Hackers are getting creative to access to our private data. They know it’s valuable and they are eager to exploit it. This is seen in the global rise of identity theft and ransomware cases. No one’s data is immune.
Phishing emails are one of the most popular data extraction techniques. Every year statistics show an alarming rate at which this tactic is continuing to trap people into revealing their personal data.
An email designed to trick you into clicking on a malicious link or revealing your personal information. It can do so by exciting you with a deal, frightening you with a threat or a claim that your family member needs something from you, posing as a website or service you trust, or in many other ways.
1. Don’t rely on spam filters alone. Most email providers block users who send phishing emails by just sending their emails straight to the spam folder. However, there will always be craftier criminals who will find new ways around them.
2. Whose name is on the email address? First of all, you should be able to recognize a suspicious email just by looking at the name of the sender or their email address. Typically we have a list of contacts we expect to receive an email from. So if you see that Johnny Depp or David Hasselhoff is emailing you – chances are that the email might be a click-bait. If you don’t trust the name on the email address, then don’t open it. If the email came from a trusted source but has a suspicious headline, then send a separate email to that person to check whether their mailbox was compromised. However, do not reply to the original email. An email will also be suspect if the sender’s name or address is spelled wrong – especially if it’s a large and well-known brand.
3. Ask yourself: Do I need to click the link? If by any chance curiosity got the better of you and you opened the email, do not click on any links and don’t download any attachments. It might be hiding malware and will most likely infect your device.
4. Are there spelling mistakes in the email? Brands that send emails to their customers focus on the details and triple check for errors. If there are spelling mistakes in the email, you may want to doubt its authenticity.

# TASKS TO PERFORM
1 > In the text on phishing emails, what should you do if an email from a trusted source has a suspicious headline?
2 > From the text on phishing emails, pull out word for word the part that begins with "Phishing emails are" and ends with "ways around them.".

# SUPPLIED MATERIAL
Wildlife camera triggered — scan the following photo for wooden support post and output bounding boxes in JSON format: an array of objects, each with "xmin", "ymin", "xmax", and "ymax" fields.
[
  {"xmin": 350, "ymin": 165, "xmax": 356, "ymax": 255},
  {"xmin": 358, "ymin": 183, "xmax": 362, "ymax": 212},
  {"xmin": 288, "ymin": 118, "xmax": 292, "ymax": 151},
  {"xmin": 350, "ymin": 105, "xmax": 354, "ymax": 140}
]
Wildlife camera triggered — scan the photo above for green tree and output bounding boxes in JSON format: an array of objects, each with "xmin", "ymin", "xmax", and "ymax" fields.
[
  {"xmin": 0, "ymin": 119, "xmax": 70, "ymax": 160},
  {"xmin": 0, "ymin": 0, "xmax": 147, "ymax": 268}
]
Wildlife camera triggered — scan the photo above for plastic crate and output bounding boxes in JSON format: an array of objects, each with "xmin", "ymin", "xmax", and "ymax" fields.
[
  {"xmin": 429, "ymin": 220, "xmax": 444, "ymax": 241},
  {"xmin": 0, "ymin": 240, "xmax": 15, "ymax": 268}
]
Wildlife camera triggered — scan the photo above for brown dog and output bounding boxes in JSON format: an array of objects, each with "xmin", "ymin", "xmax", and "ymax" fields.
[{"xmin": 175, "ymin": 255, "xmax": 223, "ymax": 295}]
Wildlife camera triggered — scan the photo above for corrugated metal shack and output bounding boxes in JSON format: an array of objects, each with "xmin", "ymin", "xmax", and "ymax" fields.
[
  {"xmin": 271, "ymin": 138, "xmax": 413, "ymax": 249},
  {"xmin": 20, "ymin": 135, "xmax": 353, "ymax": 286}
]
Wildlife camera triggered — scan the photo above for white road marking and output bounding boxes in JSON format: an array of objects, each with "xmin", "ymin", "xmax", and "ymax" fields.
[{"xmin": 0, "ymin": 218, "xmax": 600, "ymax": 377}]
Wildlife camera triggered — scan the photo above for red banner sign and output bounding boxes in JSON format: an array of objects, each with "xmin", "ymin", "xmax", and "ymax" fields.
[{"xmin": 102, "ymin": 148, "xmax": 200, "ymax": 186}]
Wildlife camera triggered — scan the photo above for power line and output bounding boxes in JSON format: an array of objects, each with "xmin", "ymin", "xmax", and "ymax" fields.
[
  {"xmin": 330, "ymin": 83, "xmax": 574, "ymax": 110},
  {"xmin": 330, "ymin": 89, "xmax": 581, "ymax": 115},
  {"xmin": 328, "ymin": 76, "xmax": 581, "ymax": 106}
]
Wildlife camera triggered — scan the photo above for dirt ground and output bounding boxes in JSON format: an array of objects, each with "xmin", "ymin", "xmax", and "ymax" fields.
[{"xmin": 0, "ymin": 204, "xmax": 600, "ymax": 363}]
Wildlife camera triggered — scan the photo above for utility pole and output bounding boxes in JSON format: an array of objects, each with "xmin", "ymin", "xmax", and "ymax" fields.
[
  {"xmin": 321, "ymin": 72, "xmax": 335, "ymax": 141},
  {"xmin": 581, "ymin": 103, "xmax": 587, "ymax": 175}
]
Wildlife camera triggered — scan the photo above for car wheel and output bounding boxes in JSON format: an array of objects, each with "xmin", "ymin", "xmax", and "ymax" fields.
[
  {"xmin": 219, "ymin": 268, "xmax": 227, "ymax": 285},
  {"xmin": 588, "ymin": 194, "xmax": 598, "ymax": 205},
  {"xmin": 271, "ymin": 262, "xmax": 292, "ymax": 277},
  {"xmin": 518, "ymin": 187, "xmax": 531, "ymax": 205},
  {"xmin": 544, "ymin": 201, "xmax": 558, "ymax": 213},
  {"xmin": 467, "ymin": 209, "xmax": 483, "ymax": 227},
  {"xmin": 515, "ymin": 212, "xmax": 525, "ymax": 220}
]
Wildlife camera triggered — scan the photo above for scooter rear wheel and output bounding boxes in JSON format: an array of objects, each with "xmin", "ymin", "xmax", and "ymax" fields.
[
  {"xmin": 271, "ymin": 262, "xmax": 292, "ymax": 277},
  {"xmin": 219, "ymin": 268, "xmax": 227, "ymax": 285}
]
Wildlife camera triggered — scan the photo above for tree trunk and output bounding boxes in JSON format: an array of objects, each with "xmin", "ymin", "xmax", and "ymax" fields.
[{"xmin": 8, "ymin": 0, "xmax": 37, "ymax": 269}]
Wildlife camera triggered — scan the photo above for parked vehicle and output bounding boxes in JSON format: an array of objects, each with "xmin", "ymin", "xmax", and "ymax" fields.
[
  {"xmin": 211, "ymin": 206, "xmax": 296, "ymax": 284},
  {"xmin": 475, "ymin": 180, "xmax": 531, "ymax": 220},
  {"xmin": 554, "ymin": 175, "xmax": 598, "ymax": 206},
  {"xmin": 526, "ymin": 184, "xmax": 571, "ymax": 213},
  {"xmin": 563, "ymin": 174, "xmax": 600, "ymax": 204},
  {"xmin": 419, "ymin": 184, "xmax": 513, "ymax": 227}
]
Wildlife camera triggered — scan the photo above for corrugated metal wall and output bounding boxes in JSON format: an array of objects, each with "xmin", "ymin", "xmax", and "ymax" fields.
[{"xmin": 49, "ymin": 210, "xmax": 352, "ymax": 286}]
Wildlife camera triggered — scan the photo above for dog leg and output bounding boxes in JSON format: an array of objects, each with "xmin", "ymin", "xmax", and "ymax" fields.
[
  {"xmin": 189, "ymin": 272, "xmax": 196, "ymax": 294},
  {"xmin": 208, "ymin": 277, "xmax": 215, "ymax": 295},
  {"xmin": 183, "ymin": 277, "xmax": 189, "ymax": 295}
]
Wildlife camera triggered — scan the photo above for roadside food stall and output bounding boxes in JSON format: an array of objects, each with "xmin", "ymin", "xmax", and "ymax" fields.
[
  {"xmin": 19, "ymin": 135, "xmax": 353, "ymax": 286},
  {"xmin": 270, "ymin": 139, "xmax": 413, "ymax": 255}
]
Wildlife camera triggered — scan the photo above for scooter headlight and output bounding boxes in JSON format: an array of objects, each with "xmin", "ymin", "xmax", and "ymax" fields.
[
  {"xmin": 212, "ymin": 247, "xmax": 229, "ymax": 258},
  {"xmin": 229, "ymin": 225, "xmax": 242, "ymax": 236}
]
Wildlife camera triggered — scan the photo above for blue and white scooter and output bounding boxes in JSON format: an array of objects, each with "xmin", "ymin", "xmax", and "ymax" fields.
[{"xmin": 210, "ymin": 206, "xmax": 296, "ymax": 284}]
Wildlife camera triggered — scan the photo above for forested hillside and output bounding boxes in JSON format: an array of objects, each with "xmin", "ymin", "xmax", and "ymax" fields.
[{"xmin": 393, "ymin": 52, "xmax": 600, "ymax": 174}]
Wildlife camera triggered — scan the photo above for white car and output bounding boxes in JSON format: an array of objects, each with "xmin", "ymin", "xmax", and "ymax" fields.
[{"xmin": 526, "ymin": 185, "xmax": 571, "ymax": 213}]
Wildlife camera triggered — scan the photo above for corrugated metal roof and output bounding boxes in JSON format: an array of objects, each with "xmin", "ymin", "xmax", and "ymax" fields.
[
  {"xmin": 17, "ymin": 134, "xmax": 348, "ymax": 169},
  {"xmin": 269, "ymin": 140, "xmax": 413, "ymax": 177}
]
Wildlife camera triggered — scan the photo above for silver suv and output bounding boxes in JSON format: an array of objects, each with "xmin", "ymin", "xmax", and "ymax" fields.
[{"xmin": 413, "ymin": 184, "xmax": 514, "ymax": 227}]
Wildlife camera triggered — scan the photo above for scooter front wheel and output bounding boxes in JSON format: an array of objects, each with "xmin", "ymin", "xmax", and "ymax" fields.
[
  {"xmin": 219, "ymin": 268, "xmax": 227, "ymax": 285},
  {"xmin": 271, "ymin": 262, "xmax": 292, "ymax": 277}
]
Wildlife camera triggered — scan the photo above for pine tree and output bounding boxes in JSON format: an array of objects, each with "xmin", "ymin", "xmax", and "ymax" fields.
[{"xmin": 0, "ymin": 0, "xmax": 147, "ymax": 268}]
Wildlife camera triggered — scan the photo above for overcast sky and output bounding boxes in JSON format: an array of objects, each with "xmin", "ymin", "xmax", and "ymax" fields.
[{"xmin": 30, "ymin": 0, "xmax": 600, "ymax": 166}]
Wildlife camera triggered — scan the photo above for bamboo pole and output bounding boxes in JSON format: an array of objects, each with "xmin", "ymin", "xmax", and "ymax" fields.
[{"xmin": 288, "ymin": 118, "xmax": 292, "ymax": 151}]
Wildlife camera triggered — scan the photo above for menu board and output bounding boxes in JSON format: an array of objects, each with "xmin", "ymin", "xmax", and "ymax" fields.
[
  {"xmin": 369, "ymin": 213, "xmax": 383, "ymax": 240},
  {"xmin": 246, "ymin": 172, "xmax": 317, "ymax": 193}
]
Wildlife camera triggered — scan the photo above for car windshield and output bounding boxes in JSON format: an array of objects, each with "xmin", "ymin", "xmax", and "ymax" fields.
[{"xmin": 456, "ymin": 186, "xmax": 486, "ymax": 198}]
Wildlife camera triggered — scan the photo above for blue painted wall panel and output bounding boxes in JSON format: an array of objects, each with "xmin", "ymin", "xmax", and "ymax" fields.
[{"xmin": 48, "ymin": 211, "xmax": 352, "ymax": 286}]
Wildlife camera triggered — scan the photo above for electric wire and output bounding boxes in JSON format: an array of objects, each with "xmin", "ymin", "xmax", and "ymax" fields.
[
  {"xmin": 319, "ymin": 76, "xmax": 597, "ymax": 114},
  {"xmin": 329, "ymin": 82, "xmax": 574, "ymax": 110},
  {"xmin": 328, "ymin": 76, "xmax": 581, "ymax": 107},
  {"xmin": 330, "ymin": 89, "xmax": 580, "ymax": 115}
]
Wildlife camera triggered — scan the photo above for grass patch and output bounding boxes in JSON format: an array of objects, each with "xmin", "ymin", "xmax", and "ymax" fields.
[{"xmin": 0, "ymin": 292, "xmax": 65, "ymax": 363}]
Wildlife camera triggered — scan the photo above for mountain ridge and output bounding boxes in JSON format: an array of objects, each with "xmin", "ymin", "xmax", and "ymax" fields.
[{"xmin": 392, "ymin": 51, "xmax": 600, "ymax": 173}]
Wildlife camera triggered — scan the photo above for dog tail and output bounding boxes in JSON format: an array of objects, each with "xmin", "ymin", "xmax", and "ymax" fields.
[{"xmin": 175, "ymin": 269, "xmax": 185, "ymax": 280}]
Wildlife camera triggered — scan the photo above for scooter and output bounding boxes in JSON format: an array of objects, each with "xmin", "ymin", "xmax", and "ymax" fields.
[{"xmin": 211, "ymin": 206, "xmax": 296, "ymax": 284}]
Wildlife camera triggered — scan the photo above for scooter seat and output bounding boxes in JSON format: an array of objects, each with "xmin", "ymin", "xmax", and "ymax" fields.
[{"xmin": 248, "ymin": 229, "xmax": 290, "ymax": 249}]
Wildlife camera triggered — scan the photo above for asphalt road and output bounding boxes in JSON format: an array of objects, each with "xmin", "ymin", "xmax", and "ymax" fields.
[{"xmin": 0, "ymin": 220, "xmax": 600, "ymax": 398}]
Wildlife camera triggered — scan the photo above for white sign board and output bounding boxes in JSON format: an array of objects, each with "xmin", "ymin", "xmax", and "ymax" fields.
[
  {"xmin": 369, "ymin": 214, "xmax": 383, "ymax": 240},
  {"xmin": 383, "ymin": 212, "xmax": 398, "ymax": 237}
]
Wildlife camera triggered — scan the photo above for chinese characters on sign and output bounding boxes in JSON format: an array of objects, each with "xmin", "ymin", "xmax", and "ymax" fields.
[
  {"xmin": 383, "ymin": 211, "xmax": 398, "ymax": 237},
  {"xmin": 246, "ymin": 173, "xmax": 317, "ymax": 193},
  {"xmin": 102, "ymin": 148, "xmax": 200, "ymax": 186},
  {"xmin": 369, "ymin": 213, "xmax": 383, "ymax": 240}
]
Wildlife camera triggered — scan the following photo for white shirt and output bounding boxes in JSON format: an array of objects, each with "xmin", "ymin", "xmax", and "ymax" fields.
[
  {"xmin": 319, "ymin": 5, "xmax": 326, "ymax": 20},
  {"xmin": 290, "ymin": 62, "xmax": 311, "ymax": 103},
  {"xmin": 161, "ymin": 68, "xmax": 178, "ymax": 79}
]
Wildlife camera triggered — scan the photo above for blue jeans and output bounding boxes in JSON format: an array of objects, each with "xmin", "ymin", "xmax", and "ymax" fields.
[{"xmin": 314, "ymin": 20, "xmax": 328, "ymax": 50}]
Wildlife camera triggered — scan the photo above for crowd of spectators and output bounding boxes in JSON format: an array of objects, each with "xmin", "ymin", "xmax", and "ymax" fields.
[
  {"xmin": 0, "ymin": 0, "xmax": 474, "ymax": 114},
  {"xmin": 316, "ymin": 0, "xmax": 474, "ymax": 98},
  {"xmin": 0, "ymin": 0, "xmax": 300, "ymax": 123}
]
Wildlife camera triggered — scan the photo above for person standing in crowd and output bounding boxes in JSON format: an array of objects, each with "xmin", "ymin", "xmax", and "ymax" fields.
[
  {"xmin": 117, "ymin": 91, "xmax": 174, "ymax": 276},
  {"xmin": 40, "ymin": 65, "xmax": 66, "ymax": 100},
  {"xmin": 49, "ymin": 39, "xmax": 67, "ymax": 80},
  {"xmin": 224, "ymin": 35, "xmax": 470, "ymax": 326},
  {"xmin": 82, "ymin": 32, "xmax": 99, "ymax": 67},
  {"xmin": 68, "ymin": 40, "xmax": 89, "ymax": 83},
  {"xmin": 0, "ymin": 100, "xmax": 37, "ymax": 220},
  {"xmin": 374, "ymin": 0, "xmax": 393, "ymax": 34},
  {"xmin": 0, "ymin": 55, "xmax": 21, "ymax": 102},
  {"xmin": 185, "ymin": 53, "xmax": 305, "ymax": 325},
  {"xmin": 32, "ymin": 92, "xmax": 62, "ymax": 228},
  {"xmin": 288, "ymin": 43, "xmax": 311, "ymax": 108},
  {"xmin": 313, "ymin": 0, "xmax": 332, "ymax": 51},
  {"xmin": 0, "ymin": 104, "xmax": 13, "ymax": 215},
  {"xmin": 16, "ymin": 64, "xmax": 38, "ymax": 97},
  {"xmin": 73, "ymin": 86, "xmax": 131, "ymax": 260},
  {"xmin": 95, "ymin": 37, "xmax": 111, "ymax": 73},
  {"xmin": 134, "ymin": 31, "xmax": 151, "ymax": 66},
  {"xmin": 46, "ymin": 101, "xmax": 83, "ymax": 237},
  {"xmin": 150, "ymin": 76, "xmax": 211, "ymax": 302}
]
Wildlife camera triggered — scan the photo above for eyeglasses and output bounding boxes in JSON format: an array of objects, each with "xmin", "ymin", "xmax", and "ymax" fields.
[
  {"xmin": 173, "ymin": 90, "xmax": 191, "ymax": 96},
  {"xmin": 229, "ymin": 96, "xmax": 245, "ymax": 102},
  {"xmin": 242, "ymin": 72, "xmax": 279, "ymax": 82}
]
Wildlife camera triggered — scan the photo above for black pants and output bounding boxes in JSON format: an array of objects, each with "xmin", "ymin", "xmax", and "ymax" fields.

# RESPONSES IN ORDER
1 > Send a separate email to that person to check whether their mailbox was compromised.

2 >
Phishing emails are one of the most popular data extraction techniques. Every year statistics show an alarming rate at which this tactic is continuing to trap people into revealing their personal data.
An email designed to trick you into clicking on a malicious link or revealing your personal information. It can do so by exciting you with a deal, frightening you with a threat or a claim that your family member needs something from you, posing as a website or service you trust, or in many other ways.
1. Don’t rely on spam filters alone. Most email providers block users who send phishing emails by just sending their emails straight to the spam folder. However, there will always be craftier criminals who will find new ways around them.